(Recorded data)
——————————
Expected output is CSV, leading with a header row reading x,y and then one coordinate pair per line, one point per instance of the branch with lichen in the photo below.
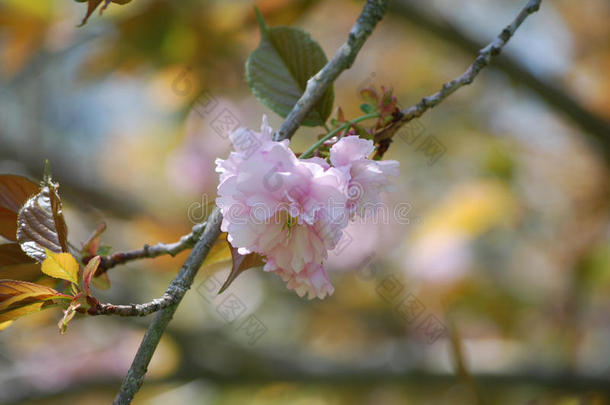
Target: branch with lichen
x,y
372,12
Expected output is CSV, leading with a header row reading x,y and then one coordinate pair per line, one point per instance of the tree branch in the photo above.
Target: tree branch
x,y
492,49
371,14
149,252
373,11
485,55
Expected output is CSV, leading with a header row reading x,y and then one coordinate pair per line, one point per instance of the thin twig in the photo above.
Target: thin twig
x,y
485,55
556,97
371,14
149,252
492,49
373,11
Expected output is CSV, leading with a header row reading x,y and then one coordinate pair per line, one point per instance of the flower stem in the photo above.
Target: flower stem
x,y
309,152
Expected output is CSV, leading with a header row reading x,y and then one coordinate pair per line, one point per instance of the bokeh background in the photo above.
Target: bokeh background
x,y
492,286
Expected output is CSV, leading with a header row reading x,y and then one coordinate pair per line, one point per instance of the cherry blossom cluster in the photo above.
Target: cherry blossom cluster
x,y
293,211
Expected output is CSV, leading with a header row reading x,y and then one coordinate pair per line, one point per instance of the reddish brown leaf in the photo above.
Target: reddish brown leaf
x,y
93,4
41,223
14,192
241,263
18,312
16,294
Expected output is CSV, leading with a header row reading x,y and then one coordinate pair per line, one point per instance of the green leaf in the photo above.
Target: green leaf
x,y
278,70
41,223
14,192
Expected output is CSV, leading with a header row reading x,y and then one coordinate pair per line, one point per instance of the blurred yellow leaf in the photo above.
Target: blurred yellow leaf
x,y
61,265
4,325
20,311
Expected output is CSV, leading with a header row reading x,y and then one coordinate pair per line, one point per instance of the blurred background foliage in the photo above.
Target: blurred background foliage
x,y
507,243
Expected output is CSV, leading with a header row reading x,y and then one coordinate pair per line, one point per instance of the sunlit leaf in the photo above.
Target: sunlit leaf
x,y
14,192
241,263
93,4
278,70
68,315
101,281
18,312
61,265
92,244
41,223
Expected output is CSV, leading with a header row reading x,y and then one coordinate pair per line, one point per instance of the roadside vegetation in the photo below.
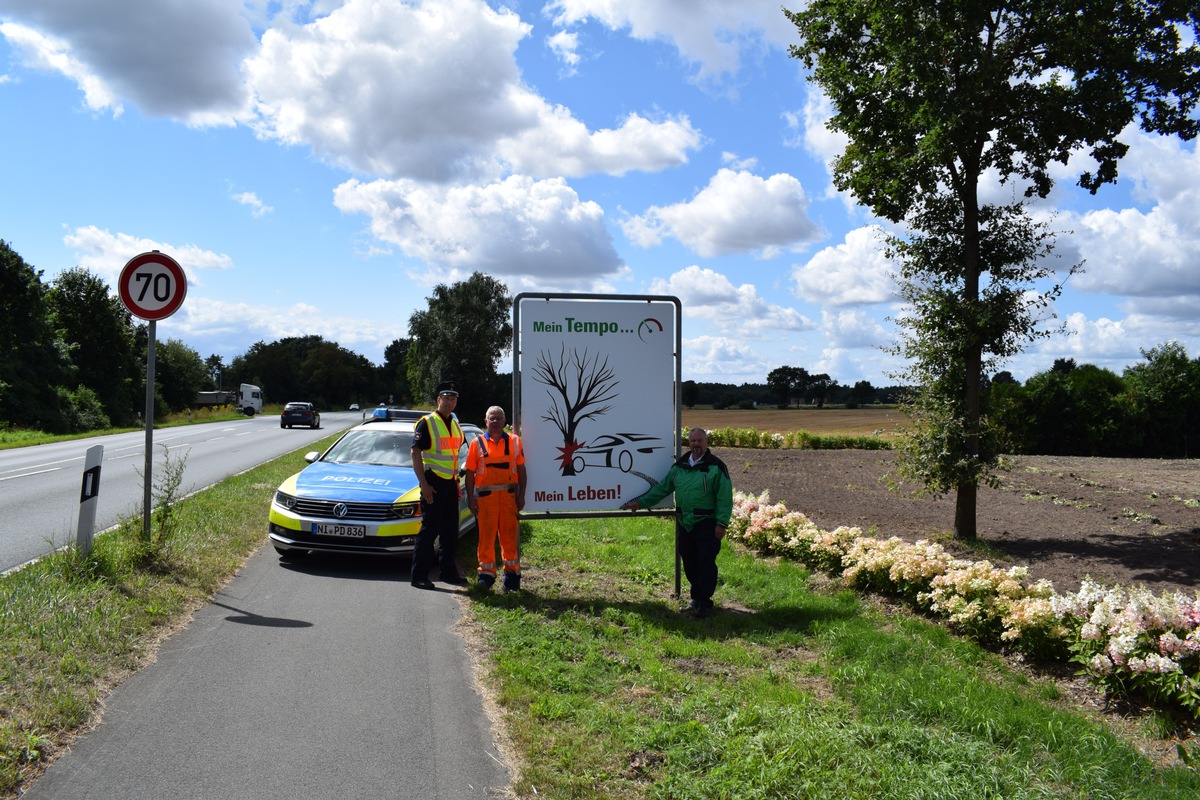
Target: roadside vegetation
x,y
27,438
793,689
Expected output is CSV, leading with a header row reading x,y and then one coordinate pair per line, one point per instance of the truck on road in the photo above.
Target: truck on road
x,y
246,398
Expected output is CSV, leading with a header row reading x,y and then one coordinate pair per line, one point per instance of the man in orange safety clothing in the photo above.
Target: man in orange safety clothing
x,y
496,481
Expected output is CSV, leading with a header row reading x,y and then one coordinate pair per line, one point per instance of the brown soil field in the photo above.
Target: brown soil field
x,y
849,421
1120,521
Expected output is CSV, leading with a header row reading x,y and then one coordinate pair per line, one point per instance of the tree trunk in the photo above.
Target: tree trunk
x,y
965,511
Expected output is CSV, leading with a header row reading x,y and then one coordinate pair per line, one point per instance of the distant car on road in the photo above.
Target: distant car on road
x,y
613,450
361,495
299,414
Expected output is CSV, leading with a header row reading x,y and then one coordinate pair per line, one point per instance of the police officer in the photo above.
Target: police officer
x,y
436,443
496,481
705,499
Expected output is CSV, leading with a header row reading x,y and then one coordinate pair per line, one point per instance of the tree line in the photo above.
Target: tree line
x,y
72,358
1152,409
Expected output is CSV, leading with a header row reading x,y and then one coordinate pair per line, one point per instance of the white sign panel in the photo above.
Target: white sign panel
x,y
598,402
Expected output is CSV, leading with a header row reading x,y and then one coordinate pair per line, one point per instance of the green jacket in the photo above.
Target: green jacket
x,y
702,492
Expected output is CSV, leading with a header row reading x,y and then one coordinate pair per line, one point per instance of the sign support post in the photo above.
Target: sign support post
x,y
153,287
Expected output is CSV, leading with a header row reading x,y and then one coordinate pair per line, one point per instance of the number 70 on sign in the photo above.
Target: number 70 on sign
x,y
153,286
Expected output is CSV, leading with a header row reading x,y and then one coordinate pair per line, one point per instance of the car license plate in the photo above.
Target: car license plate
x,y
328,529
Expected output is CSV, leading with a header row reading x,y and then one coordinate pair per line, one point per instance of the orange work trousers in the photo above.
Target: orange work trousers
x,y
498,517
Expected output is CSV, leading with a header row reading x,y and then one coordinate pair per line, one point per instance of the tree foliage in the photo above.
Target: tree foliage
x,y
787,383
460,337
934,96
1150,410
33,358
179,374
103,342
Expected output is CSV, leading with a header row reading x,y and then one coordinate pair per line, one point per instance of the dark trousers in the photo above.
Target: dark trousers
x,y
439,521
697,551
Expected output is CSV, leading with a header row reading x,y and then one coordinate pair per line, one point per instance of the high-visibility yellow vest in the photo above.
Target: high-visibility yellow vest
x,y
442,457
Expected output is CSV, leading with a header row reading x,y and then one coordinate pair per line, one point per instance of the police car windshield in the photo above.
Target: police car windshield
x,y
373,446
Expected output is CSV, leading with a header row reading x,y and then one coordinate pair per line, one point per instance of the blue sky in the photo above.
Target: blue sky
x,y
318,167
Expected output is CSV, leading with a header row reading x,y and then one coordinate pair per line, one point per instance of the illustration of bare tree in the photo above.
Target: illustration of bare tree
x,y
580,388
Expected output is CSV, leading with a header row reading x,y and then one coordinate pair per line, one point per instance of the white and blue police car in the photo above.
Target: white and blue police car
x,y
361,494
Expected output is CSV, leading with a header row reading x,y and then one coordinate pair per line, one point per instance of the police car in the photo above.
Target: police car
x,y
361,494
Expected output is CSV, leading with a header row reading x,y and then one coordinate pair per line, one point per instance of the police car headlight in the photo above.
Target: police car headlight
x,y
407,510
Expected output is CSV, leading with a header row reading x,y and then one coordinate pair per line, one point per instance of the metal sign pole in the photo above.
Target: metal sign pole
x,y
148,483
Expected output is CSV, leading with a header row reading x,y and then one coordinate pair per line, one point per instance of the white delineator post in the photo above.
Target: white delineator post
x,y
89,495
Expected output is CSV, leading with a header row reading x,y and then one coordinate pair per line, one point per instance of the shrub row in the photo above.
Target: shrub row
x,y
1126,639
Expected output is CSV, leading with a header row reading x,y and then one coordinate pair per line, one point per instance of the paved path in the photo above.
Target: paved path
x,y
334,679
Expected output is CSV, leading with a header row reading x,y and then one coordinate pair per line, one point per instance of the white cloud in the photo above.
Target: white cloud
x,y
432,91
852,272
565,44
709,295
48,53
172,59
257,206
712,34
106,253
228,326
723,360
736,212
513,227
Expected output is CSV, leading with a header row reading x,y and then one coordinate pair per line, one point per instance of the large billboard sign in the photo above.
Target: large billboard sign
x,y
595,397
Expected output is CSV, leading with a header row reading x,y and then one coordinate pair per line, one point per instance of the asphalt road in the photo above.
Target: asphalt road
x,y
330,679
40,486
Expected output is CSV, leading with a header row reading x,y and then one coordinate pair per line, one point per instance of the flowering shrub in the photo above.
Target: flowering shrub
x,y
1126,639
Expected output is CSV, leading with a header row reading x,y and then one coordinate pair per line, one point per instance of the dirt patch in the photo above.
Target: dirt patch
x,y
1119,521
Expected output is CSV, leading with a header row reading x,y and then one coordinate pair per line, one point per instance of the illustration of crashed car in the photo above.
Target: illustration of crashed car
x,y
613,450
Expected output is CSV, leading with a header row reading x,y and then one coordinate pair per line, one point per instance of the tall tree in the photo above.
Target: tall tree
x,y
101,335
786,383
33,358
215,367
461,336
395,371
1165,392
935,95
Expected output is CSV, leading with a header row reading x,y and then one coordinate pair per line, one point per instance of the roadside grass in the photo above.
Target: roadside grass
x,y
791,690
71,627
12,438
605,690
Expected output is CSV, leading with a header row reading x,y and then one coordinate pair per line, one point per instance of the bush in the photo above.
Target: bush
x,y
1127,641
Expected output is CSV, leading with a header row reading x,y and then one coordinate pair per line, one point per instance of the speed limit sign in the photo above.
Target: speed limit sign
x,y
153,286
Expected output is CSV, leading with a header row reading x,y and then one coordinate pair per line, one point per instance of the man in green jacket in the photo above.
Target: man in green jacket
x,y
705,500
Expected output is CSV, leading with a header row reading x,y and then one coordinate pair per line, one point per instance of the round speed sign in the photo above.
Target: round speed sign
x,y
153,286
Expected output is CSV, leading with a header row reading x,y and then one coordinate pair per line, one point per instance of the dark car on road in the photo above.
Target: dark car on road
x,y
300,414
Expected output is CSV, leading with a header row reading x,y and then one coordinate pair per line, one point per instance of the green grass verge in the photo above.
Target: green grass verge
x,y
70,627
606,690
785,692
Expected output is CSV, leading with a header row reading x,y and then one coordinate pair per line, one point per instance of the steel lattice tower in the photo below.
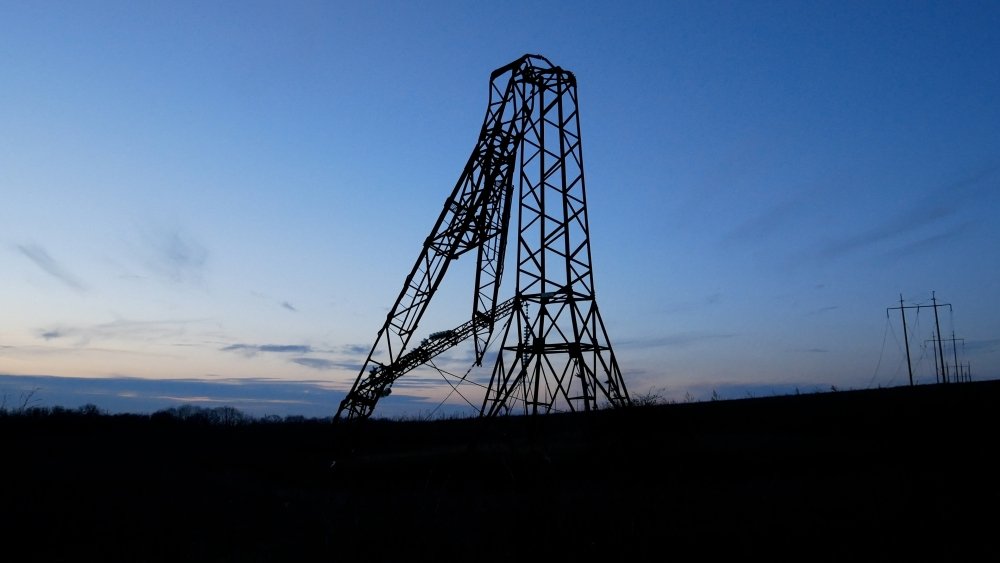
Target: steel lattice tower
x,y
555,355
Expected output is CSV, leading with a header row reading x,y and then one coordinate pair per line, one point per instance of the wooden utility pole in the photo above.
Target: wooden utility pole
x,y
906,338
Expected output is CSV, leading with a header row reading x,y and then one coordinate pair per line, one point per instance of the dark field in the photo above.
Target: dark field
x,y
889,474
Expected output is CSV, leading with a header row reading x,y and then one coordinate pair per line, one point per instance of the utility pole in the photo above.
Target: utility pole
x,y
954,349
937,324
906,338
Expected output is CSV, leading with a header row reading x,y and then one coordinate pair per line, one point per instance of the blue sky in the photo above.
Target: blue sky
x,y
231,193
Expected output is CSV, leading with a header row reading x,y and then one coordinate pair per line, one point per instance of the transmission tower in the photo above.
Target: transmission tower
x,y
555,354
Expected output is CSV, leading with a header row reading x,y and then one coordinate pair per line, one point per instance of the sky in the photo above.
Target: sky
x,y
217,202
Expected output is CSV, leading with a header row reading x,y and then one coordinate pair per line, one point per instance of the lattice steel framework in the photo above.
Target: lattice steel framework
x,y
556,354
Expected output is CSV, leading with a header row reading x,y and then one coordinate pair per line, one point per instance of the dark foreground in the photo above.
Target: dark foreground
x,y
888,474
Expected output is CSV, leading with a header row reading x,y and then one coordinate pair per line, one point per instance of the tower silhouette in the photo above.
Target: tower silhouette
x,y
556,354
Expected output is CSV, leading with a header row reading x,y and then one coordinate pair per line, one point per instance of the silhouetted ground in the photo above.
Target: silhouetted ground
x,y
887,474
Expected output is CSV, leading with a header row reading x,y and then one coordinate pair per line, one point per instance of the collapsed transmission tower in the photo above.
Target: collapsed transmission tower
x,y
555,354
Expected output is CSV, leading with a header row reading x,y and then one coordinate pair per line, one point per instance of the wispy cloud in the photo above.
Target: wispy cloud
x,y
764,225
677,340
822,310
254,349
324,364
316,363
692,306
926,243
121,329
49,265
933,208
174,255
354,349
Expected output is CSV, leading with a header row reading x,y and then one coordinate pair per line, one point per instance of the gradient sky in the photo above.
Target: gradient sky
x,y
233,192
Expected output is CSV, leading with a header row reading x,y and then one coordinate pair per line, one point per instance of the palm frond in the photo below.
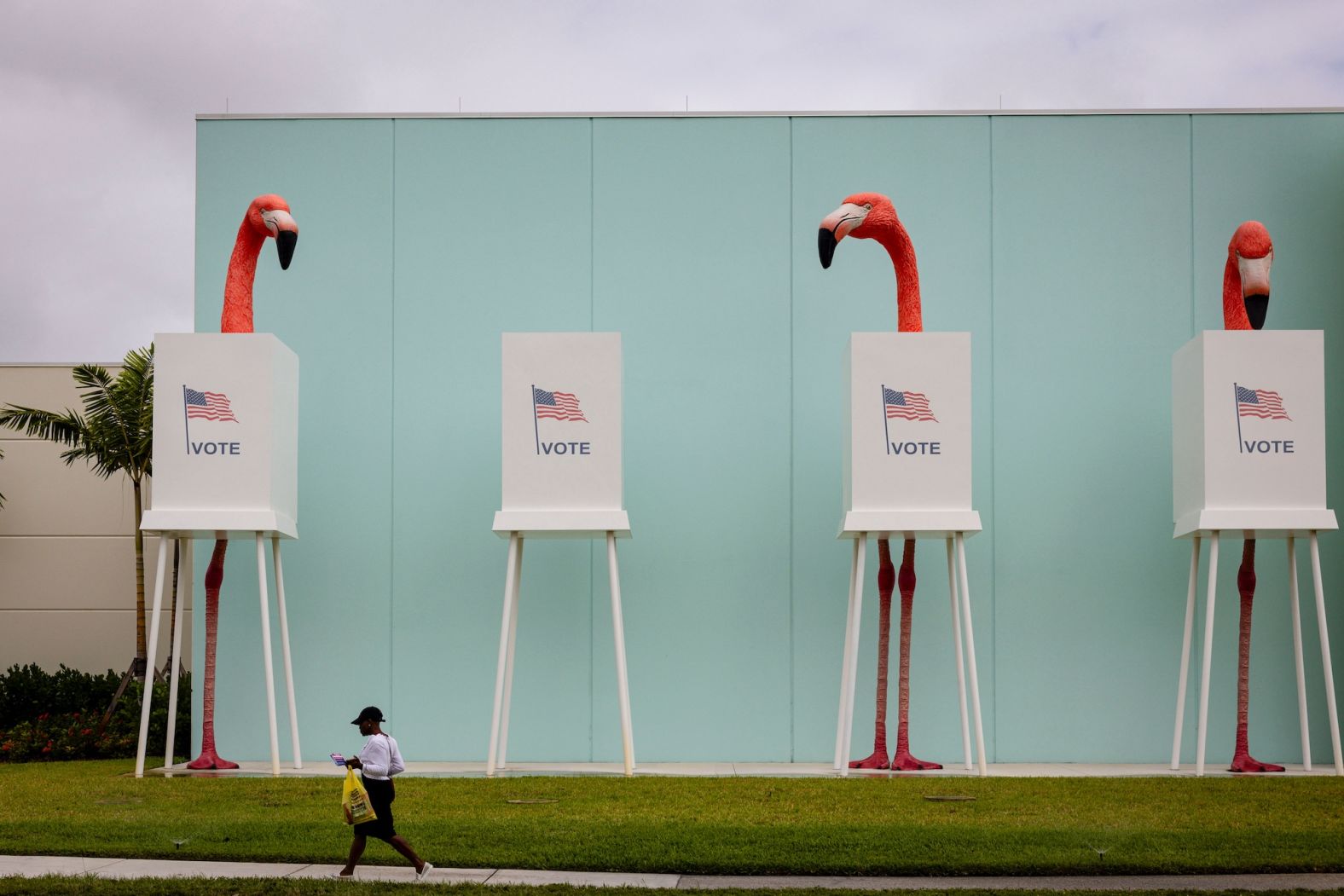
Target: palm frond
——————————
Exercise instructions →
Whenever the string "palm" shows up in a line above, copy that line.

Output of the task →
Expected output is CSV, leading with a header row reading x,y and then one coordinate pair per line, one point per instance of the palm frond in the photo below.
Target: palm frond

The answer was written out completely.